Requirements: Reproduce nothing but the closing run of lines: the line with "Can you find the teddy bear's ear" and each line that follows it to the end of the data.

↓

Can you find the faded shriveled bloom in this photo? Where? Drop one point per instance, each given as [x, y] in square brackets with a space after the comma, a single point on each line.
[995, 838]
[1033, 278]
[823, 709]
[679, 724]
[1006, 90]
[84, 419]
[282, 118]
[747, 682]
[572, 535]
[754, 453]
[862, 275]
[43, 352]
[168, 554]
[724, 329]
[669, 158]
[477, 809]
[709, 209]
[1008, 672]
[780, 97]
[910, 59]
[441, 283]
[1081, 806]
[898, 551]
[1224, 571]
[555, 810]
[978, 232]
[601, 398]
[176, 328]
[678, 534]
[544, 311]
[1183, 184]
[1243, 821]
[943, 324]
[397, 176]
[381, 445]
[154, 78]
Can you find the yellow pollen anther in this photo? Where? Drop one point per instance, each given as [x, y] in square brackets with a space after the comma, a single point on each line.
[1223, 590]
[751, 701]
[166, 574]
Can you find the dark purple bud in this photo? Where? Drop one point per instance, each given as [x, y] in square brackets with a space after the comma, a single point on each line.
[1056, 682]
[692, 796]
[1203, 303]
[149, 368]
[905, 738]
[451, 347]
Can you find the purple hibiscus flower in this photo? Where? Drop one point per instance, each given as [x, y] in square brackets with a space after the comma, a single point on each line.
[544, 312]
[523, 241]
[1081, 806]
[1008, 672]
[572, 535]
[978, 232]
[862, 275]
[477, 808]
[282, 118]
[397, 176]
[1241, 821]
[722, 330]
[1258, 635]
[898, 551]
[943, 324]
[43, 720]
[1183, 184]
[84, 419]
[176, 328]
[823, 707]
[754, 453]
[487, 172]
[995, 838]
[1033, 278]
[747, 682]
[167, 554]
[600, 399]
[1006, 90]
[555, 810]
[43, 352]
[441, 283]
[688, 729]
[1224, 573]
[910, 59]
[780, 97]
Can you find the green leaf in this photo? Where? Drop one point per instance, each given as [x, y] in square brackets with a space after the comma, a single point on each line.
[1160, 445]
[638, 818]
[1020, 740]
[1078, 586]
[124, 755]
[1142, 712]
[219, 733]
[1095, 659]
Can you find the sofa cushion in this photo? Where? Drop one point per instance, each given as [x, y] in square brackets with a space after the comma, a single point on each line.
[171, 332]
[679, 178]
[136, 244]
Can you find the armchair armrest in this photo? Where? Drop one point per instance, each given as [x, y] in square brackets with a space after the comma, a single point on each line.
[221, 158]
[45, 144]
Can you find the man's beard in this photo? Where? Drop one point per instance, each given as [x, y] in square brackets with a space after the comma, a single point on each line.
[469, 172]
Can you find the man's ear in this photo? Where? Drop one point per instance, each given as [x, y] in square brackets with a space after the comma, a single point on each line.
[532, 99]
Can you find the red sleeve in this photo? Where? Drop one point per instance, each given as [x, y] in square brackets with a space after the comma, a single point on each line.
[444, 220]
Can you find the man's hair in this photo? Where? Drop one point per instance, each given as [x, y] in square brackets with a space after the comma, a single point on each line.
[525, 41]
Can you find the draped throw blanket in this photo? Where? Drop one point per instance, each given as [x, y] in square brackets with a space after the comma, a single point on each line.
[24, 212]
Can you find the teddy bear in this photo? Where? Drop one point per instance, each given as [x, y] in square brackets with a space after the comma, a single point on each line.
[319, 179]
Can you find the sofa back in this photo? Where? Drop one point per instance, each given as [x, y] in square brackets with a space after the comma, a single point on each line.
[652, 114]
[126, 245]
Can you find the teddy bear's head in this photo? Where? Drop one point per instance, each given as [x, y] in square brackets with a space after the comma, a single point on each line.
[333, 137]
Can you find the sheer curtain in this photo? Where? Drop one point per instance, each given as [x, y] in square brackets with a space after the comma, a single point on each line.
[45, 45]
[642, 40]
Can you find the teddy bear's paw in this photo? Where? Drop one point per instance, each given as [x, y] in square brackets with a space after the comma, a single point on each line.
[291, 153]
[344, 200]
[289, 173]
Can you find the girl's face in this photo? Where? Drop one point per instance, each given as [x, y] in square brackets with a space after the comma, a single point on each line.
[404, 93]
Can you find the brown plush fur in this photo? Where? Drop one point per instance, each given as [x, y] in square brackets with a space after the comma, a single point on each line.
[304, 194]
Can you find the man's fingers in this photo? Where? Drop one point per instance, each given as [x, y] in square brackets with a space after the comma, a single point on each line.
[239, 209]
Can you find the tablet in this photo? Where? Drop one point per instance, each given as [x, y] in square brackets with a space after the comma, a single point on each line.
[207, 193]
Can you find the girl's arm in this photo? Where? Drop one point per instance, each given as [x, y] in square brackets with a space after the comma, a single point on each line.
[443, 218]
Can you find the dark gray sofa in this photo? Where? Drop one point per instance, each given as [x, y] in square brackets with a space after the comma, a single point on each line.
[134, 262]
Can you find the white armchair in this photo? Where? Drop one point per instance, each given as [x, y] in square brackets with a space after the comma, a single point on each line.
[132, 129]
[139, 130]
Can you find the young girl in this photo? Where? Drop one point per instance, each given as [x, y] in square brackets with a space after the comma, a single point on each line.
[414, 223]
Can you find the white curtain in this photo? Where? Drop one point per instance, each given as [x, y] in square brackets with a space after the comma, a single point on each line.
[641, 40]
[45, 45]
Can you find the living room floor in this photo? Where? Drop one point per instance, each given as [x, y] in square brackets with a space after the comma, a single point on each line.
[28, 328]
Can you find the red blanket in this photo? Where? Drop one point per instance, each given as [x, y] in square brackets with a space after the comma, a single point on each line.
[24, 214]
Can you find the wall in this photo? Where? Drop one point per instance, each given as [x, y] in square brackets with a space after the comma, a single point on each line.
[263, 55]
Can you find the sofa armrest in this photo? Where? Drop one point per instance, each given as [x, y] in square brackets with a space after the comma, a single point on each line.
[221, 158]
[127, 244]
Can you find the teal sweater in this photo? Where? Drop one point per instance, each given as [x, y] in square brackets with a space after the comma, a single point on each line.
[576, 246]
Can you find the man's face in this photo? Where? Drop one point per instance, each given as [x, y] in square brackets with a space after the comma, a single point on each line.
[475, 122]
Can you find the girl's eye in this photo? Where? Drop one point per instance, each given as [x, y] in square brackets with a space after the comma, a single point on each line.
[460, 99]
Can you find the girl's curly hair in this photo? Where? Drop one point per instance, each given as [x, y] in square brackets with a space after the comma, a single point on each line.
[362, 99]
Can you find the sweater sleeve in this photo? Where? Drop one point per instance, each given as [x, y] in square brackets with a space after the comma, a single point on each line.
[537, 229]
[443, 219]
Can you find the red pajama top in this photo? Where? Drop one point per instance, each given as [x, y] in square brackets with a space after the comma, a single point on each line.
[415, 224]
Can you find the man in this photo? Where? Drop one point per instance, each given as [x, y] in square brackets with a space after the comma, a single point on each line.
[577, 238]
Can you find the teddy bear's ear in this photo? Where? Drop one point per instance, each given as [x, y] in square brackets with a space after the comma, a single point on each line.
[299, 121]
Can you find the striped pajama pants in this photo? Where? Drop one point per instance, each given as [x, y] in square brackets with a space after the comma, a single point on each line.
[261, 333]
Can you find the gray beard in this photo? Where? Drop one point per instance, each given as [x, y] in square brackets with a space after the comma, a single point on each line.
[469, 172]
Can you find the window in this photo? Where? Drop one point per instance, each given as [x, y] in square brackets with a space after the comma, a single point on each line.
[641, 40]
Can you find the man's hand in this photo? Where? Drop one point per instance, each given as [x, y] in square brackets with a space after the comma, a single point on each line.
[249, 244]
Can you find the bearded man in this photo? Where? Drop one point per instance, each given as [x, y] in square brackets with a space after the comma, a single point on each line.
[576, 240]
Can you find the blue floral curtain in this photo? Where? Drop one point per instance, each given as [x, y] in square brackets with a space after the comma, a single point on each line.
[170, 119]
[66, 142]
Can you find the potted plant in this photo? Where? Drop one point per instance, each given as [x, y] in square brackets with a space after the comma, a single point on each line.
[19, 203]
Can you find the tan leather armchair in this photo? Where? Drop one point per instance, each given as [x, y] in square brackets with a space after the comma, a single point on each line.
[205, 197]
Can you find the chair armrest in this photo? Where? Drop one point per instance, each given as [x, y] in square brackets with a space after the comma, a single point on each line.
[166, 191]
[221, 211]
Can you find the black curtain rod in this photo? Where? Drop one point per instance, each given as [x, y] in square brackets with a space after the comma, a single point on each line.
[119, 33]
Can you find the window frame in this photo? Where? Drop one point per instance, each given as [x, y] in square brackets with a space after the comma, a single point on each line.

↑

Final result:
Can you find the teddy bear's ear in this photo? Where? Drop one point per instance, each given as [x, y] in square brackets with a space after the comma, a single point on each line.
[299, 121]
Can you find the striped pajama pants in this photo? Where? Drop one point per instance, each given as [x, y] in square brackets with a space after the comma, a single point on each line.
[261, 333]
Can you find the gray beard in this photo? Where? Drop one point per instance, each given as [x, y] in square brackets with a space after the comma, a single point on each line.
[469, 172]
Can you find the window in this photo? Where? Drop one point per instance, each given as [x, y] in square brackets with a space after the comma, a single point on each line.
[641, 40]
Can you find the man's hand in this photo? Where? Drop one point per instance, each given as [x, y] in square brackets with a space after the comma, a single point on each line.
[249, 244]
Can you find the bearded man in this photo? Where? Drop one point per instance, each given as [x, y] in square brackets with a space after the comma, a single point on each line.
[576, 240]
Can you find the blue floral curtain in this photo? Where? Drop one point per instance, each given as [x, y] in square brackets with a space after the comma, a single point on each line.
[170, 119]
[66, 142]
Can you find the potted plant in this photo? Where? Drop one point per instance, each given as [x, y] in square brackets with a space after the comma, a single point on each line.
[19, 203]
Can you find the tan leather armchair in this photo? Where? Drop one point per instance, each given as [x, y] in square brackets with a space after the comma, a single point on each line.
[205, 197]
Can you find the chair armrest in this photo? Where? Drop one point per instance, each given as [x, y] in square brackets with a space after the comma, a single point on each line.
[166, 191]
[221, 211]
Can you find the black curtain rod in this photo? Where? Drop one point per instance, each given as [x, y] in square brackets with a space after the comma, a single point on each line.
[119, 33]
Can you find the window frame in this photo? Where? Drop one point per instance, each given as [x, y] in square brackets with a space after the comma, a single point on each line.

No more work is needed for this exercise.